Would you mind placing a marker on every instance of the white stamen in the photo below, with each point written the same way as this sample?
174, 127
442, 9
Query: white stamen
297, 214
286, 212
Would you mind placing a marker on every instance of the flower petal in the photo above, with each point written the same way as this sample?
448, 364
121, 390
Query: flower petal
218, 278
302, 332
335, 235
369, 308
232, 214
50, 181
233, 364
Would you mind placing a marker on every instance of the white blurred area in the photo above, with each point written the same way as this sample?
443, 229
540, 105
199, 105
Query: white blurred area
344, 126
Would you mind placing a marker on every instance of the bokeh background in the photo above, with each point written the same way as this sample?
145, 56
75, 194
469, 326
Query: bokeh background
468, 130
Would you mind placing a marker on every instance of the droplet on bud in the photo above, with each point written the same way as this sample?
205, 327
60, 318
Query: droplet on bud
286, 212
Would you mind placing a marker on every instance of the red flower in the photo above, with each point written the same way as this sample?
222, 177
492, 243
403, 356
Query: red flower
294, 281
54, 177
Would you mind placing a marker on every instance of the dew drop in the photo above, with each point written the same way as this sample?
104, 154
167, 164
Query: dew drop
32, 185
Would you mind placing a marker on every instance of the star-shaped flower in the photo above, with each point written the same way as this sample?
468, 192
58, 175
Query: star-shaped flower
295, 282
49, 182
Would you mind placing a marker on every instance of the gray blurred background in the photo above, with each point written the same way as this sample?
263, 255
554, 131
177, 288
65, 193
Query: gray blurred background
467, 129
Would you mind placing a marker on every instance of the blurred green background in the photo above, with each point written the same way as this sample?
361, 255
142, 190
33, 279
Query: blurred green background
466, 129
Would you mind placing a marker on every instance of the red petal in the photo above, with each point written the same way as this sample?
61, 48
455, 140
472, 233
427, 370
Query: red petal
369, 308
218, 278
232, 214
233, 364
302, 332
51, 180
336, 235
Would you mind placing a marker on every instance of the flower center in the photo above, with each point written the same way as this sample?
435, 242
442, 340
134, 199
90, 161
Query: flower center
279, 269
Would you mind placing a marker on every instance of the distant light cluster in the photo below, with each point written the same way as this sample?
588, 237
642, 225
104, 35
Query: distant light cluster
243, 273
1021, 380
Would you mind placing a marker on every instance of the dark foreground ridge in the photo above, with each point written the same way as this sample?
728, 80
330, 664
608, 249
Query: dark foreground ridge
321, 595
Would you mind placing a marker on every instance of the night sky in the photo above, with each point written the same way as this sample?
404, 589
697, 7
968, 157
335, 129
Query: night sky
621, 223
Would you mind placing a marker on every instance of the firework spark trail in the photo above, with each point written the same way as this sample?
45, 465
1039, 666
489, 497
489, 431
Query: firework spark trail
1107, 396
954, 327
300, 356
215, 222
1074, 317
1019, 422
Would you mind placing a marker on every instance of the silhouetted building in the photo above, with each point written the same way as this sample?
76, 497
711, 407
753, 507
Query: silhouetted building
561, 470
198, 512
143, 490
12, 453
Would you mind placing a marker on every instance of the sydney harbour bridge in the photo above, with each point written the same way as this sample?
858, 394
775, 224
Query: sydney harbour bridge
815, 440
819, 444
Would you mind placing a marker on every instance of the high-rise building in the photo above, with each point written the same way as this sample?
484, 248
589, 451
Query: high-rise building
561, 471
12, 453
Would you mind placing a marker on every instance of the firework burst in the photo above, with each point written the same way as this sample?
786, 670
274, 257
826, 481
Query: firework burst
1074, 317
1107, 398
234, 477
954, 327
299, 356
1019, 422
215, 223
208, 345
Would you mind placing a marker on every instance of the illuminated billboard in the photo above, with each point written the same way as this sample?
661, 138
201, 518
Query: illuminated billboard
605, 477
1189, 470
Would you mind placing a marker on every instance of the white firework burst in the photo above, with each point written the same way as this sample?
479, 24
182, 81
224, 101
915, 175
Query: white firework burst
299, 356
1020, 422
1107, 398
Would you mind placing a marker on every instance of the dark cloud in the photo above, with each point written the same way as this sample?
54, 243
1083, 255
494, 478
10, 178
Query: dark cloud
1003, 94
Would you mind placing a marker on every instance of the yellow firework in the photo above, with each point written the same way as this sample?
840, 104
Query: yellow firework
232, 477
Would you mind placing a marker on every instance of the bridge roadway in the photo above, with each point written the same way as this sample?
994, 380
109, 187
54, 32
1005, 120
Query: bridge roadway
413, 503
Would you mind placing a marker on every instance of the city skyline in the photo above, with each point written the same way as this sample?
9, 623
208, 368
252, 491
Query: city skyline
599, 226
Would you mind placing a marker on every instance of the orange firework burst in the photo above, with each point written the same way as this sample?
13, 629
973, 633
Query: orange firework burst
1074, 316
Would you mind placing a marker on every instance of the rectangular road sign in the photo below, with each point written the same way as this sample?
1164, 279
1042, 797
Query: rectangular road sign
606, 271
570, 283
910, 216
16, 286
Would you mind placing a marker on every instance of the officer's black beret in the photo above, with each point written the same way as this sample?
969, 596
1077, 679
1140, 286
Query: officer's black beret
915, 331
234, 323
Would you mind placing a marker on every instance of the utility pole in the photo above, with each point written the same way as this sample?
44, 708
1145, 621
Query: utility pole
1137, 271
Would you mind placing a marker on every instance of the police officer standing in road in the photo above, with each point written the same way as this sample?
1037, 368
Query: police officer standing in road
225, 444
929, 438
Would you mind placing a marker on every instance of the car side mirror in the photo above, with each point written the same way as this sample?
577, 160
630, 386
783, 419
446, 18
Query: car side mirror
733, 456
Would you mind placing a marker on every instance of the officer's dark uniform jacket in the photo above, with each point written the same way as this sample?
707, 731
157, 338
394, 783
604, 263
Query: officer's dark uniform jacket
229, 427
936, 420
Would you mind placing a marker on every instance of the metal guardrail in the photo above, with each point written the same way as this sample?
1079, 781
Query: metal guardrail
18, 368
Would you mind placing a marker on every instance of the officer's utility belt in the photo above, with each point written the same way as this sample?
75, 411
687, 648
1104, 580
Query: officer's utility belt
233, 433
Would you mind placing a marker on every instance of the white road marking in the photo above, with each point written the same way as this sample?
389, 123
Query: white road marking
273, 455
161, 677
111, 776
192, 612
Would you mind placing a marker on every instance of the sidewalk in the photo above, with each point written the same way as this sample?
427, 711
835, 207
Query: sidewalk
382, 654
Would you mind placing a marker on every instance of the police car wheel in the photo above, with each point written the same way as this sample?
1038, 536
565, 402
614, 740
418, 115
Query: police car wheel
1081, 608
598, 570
------------------------------
Do this →
Reproduce exactly the line containing "of the utility" and every line after it through the end of the records above, and nothing else.

Full response →
Would you mind placing a marker on every instance of the utility pole in the photo above, with each point written the same way as this sample?
44, 708
1145, 621
Query: utility pole
1137, 271
Would you mind placing a marker on every instance of the police officer standing in road in the photo above, with each point written the same way as this sample?
1037, 368
Query: police officer standing in road
225, 444
929, 438
Would you mind placing a marker on every instance of the car side mirror in the photo above, with each point written the same way as this sample?
577, 160
630, 386
783, 419
446, 18
Query: car side mirror
733, 456
Would you mind placing a marker on every instance of the officer's dark uniform jacket in the photo above, with each point written the same way as this sample?
707, 731
157, 338
394, 783
604, 263
Query: officer's dark uniform jacket
229, 427
936, 420
Would you mind placing a marker on every instance of the metal guardrail in the photo above, with each point written the same way as this sample?
1079, 781
Query: metal guardrail
18, 368
Would you mind placing a marker on every instance of the officer's utility belt in the photo above, with each point written the same way as this sample?
75, 411
687, 648
1104, 580
Query: officer's utility belt
233, 433
Would you mind placing a marker on every instance of the white road marking in the photo above, with each point written the same way as this sample?
389, 123
Query: white road marking
273, 455
161, 677
111, 776
192, 612
Would you mind placing a marker on every instance of the sidewalk in the photo above, with each point written the same way as this sample?
427, 711
835, 207
Query: sidewalk
382, 654
Would you mind placing a marker on every instance of the police car wheel in the photo above, with each point written the same way as this sample?
1038, 536
565, 402
614, 740
418, 115
Query: police car wheel
1081, 608
598, 570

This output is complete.